→ Task
The records that follow are to be transcribed in full, without their images.

Object position labeling entries
------------------------
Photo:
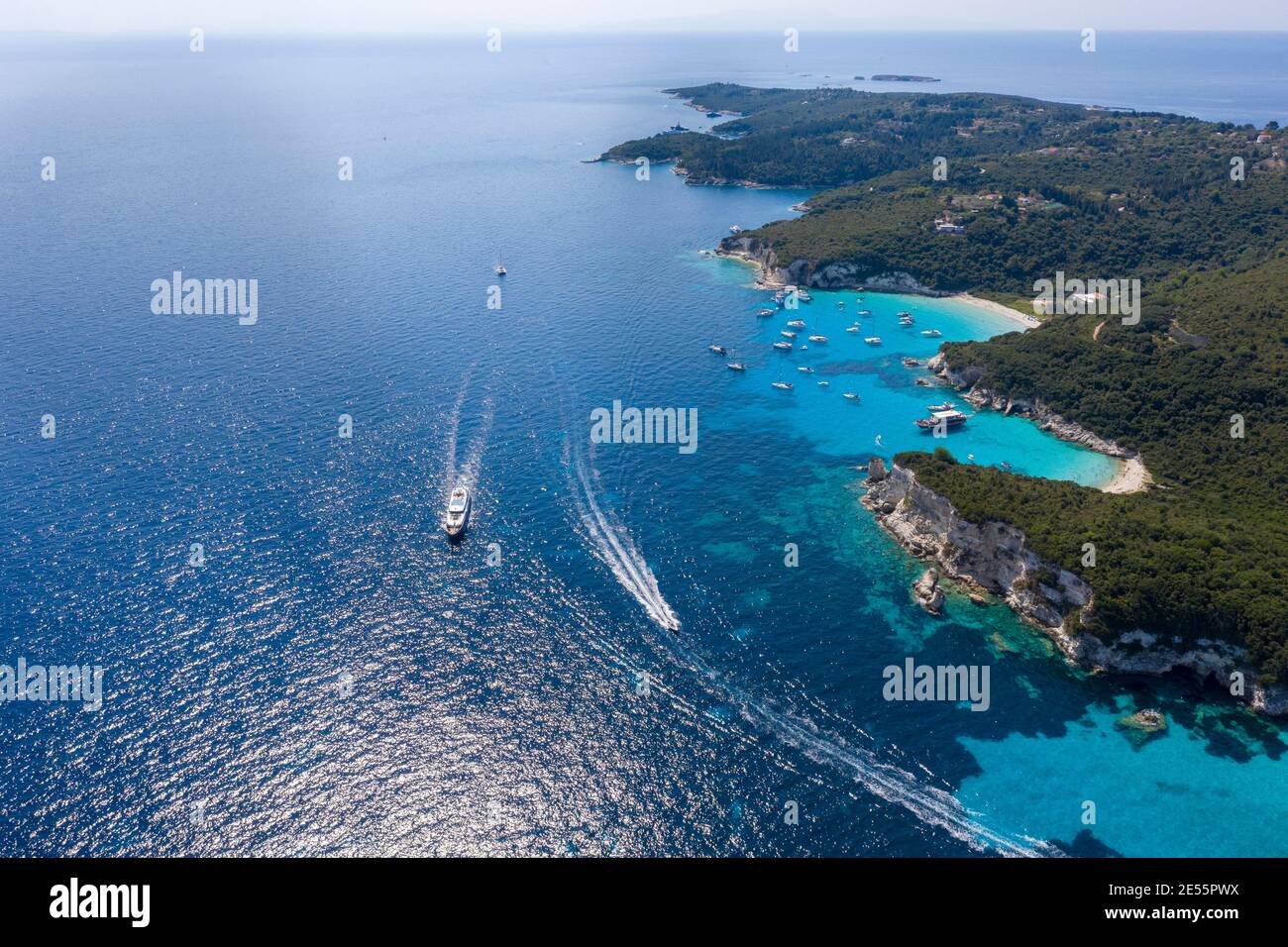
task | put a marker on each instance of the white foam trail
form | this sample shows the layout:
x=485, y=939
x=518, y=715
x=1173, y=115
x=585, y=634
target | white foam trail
x=612, y=545
x=469, y=472
x=930, y=804
x=454, y=423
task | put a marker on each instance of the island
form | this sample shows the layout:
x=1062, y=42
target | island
x=1185, y=564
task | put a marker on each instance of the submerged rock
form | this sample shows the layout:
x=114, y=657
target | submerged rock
x=927, y=592
x=1142, y=724
x=995, y=558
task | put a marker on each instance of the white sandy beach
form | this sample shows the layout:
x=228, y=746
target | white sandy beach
x=1131, y=478
x=999, y=309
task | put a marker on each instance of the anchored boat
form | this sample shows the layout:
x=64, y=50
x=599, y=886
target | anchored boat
x=458, y=512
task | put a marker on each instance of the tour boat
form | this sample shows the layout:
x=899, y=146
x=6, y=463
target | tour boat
x=949, y=419
x=458, y=512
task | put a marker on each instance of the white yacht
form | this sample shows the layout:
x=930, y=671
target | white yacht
x=458, y=512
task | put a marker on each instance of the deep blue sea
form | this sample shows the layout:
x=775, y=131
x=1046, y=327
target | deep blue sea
x=335, y=678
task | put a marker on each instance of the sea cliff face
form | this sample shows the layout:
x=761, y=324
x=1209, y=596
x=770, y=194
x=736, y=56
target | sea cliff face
x=995, y=557
x=967, y=380
x=831, y=275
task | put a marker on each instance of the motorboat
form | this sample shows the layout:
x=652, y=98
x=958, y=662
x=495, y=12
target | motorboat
x=458, y=512
x=949, y=419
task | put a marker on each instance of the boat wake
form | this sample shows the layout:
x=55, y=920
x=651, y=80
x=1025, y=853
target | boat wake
x=471, y=467
x=612, y=543
x=930, y=804
x=467, y=471
x=454, y=425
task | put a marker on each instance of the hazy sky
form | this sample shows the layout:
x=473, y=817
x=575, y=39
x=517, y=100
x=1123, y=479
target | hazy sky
x=477, y=16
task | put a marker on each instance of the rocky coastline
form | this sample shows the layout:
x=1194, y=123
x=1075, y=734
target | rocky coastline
x=995, y=558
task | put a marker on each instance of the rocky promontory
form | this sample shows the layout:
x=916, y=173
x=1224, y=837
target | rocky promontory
x=995, y=557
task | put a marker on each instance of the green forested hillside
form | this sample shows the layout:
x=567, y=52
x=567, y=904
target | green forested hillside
x=1041, y=188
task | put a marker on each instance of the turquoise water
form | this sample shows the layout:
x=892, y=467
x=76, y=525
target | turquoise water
x=889, y=395
x=493, y=705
------------------------
→ Expected output
Photo:
task | put a marker on each instance of the white foam trail
form | this sample shows the layout:
x=485, y=939
x=518, y=715
x=1173, y=115
x=585, y=634
target | white foam trail
x=612, y=545
x=469, y=472
x=930, y=804
x=454, y=423
task | put a marker on each instance of the island
form | this sample shows the layout:
x=1062, y=42
target | island
x=1185, y=564
task | put a marker on each instance of the submerged rock
form | this sample shows the layout:
x=114, y=657
target | submerged rock
x=927, y=592
x=1142, y=724
x=995, y=558
task | put a marker on each instance of the white sandy beach
form | this sample shows the layout:
x=228, y=746
target | white sandy beach
x=1131, y=478
x=999, y=309
task | put a marker on each instance of the anchored boat
form | this sample shows the layout:
x=64, y=50
x=599, y=886
target | anchored boat
x=458, y=512
task | put a marker on each instance of the tour boat
form | this sample shows the layout:
x=899, y=146
x=6, y=463
target | tour boat
x=949, y=419
x=458, y=512
task | put a marker on each instance of the white yacht
form | this sample shows the layout:
x=930, y=671
target | white yacht
x=458, y=512
task | put a marker on each instance of the deep blue sea
form | this sample shows the layout:
x=775, y=131
x=1046, y=327
target | deep blue sea
x=335, y=678
task | put a marker on each instance of the sea cliff face
form | this sample shows the layout:
x=761, y=324
x=1209, y=596
x=770, y=194
x=736, y=56
target | sea cliff face
x=995, y=557
x=967, y=380
x=831, y=275
task | put a marker on each instance of the motorboat
form | this sample shows the layout:
x=652, y=98
x=958, y=662
x=495, y=12
target | motorboat
x=458, y=512
x=949, y=419
task | put a marker on each instance of the boat wake
form | this sample shows the layout:
x=55, y=920
x=651, y=80
x=1025, y=853
target | boat wake
x=471, y=467
x=612, y=543
x=930, y=804
x=467, y=471
x=454, y=425
task | put a marker on each instance of the hazy sky
form | this sample shows the layout:
x=473, y=817
x=575, y=39
x=517, y=100
x=1123, y=479
target | hazy sky
x=477, y=16
task | put a marker on each instance of the rocky coastline
form | this sample shows the layout:
x=1194, y=123
x=1075, y=734
target | rocky coastline
x=995, y=558
task | put a marker on each instance of the rocky promontory
form | this sample shows the layout:
x=916, y=173
x=1224, y=837
target | rocky promontory
x=995, y=557
task | put a marker on each instance of the green forested hillside
form | this sample shows the layout:
x=567, y=52
x=567, y=904
target | green forested hillside
x=1041, y=188
task | put a marker on each instance of the turquoise water
form | this sample shows the layout:
x=892, y=467
x=76, y=525
target | turquoise water
x=889, y=395
x=493, y=705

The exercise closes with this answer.